Directions for this task.
Keep to the lines from the one with "the white wall" through the end of the data, and write them out exactly.

Source data.
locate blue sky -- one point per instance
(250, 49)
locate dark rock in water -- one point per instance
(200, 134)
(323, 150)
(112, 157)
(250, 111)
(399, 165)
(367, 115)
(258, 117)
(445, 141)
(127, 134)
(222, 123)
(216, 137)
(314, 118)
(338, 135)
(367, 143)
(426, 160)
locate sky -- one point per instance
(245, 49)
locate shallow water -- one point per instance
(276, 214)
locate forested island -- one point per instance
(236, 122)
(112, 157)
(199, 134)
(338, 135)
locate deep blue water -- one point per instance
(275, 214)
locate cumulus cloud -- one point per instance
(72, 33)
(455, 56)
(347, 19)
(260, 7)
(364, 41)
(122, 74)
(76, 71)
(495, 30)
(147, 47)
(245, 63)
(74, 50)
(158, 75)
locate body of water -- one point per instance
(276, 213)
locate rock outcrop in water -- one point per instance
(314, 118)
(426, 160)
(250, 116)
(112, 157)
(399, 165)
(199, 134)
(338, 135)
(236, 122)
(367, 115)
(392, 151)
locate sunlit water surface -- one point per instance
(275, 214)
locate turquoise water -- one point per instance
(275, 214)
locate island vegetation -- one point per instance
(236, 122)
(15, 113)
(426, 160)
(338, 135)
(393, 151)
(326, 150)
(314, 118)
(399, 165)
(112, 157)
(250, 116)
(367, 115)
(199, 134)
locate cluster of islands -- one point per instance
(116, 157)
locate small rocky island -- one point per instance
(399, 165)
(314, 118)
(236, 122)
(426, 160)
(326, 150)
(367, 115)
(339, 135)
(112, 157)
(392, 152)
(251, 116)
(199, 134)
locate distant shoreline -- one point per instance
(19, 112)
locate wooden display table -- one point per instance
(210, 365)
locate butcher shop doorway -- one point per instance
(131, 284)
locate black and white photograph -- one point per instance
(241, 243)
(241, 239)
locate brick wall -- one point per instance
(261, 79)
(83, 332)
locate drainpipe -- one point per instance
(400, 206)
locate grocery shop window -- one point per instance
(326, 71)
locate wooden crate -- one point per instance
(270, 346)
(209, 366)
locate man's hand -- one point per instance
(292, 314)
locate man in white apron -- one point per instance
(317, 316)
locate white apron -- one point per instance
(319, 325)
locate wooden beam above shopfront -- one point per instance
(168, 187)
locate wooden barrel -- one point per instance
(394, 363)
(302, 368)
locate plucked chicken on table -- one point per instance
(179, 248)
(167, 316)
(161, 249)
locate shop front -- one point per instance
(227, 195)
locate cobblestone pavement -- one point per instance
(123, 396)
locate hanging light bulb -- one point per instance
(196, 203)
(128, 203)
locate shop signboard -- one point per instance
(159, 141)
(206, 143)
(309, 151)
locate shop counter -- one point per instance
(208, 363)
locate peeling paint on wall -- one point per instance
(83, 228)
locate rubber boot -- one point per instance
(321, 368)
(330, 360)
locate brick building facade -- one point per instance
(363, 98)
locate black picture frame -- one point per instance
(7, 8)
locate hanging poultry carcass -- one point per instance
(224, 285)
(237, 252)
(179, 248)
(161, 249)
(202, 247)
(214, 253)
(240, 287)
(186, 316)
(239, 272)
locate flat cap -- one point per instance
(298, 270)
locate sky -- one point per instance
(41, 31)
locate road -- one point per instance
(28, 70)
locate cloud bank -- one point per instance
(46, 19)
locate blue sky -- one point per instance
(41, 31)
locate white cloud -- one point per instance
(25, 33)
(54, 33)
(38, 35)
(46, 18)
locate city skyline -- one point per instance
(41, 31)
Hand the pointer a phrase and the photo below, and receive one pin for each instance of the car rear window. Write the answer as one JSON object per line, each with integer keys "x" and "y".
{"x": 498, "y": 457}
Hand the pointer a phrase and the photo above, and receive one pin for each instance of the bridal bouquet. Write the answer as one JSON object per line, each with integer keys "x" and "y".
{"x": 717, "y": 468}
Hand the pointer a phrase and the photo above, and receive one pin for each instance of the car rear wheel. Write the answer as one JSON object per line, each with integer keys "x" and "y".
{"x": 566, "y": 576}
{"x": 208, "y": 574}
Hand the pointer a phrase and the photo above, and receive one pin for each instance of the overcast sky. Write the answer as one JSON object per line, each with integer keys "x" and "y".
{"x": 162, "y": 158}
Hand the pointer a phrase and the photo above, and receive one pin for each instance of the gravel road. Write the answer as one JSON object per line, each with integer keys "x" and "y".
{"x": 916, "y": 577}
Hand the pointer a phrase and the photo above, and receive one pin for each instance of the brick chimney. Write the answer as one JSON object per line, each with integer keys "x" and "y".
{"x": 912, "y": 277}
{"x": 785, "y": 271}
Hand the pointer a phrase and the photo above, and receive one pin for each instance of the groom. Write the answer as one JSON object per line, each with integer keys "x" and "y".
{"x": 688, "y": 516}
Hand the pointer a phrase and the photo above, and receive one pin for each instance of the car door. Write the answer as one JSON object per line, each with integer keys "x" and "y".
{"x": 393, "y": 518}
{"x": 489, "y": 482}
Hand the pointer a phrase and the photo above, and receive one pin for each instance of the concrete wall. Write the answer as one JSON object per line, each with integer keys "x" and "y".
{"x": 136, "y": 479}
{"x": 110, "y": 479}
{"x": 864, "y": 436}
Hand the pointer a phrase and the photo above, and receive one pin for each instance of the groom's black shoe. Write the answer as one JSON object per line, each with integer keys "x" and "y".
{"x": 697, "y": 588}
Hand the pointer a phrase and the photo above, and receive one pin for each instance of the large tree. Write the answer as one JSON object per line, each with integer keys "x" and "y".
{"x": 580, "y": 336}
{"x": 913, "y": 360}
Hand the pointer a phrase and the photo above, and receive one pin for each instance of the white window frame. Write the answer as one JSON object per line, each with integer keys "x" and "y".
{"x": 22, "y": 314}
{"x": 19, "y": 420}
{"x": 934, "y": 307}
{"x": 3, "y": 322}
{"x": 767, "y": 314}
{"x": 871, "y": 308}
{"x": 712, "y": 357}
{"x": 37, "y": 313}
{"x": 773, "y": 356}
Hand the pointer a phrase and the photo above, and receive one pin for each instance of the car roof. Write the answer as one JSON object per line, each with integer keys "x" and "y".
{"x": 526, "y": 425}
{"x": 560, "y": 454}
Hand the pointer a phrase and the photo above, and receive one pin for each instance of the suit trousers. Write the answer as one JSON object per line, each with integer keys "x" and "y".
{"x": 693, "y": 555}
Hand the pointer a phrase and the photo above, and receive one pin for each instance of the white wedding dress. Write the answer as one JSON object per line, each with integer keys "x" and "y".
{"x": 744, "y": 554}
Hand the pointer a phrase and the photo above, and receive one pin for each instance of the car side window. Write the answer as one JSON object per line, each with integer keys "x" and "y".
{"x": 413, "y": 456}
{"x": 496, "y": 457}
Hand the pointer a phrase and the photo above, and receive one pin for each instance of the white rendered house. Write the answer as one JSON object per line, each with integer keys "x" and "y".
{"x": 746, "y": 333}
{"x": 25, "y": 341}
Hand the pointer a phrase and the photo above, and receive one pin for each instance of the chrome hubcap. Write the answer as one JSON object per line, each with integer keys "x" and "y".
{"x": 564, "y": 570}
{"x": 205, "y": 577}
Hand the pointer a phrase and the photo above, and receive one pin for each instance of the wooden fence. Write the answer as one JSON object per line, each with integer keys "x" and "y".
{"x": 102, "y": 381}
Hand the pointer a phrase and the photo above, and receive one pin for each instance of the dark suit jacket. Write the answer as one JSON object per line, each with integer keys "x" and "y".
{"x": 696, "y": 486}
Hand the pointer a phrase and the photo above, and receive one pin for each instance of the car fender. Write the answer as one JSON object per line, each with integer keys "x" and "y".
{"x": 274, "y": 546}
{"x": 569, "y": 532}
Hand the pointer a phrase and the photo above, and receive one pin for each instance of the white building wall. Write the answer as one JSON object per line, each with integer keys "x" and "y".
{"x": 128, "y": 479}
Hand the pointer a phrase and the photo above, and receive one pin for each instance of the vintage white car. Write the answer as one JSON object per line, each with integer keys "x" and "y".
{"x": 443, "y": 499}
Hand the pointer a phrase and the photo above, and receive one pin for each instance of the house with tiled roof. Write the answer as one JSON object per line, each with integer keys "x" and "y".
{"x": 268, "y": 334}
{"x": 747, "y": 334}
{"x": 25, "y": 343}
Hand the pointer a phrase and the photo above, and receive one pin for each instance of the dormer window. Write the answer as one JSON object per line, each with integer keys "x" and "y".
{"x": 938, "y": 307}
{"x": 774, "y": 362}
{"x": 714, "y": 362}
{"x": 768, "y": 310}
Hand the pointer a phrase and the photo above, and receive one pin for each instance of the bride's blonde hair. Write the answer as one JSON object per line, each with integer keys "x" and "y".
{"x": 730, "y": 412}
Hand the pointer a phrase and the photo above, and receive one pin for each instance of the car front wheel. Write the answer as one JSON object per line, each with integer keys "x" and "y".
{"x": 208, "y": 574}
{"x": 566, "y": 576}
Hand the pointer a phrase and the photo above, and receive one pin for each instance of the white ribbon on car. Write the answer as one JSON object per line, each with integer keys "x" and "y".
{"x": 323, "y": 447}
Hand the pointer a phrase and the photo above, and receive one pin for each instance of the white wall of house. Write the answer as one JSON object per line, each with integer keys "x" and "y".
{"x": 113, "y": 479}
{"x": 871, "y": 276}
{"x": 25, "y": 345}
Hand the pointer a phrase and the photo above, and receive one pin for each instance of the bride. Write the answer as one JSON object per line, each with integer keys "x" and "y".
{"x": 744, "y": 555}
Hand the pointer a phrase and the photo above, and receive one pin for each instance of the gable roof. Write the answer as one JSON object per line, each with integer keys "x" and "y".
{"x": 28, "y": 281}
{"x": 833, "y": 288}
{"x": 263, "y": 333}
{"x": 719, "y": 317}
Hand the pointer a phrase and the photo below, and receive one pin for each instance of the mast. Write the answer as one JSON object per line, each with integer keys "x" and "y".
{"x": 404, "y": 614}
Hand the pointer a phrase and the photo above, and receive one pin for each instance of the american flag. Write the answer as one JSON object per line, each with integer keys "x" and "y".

Problem solution.
Hand the pointer a phrase and the photo above, and receive one pin for each instance of the white wall of house. Write the answer as one JSON object per line, each with integer keys "x" and "y".
{"x": 113, "y": 479}
{"x": 871, "y": 276}
{"x": 25, "y": 345}
Hand the pointer a phrase and the photo above, and receive one pin for each instance of the bride. Write the answer as one JSON object per line, each with integer keys "x" and "y".
{"x": 744, "y": 555}
Hand the pointer a phrase and the photo above, and receive one pin for each instance of the gable roof. Write the answer as one JSON object per line, each with integer keys "x" and "y".
{"x": 28, "y": 281}
{"x": 833, "y": 288}
{"x": 263, "y": 333}
{"x": 719, "y": 317}
Hand the pointer a phrase and the photo below, and receive one pin for each instance of the mast. Write the answer as one JSON object per line, each with integer keys "x" and "y".
{"x": 404, "y": 614}
Hand the pointer a phrase and the photo above, and receive one pin for each instance of the american flag. Write the answer as one JSON object per line, each with integer keys "x" and "y".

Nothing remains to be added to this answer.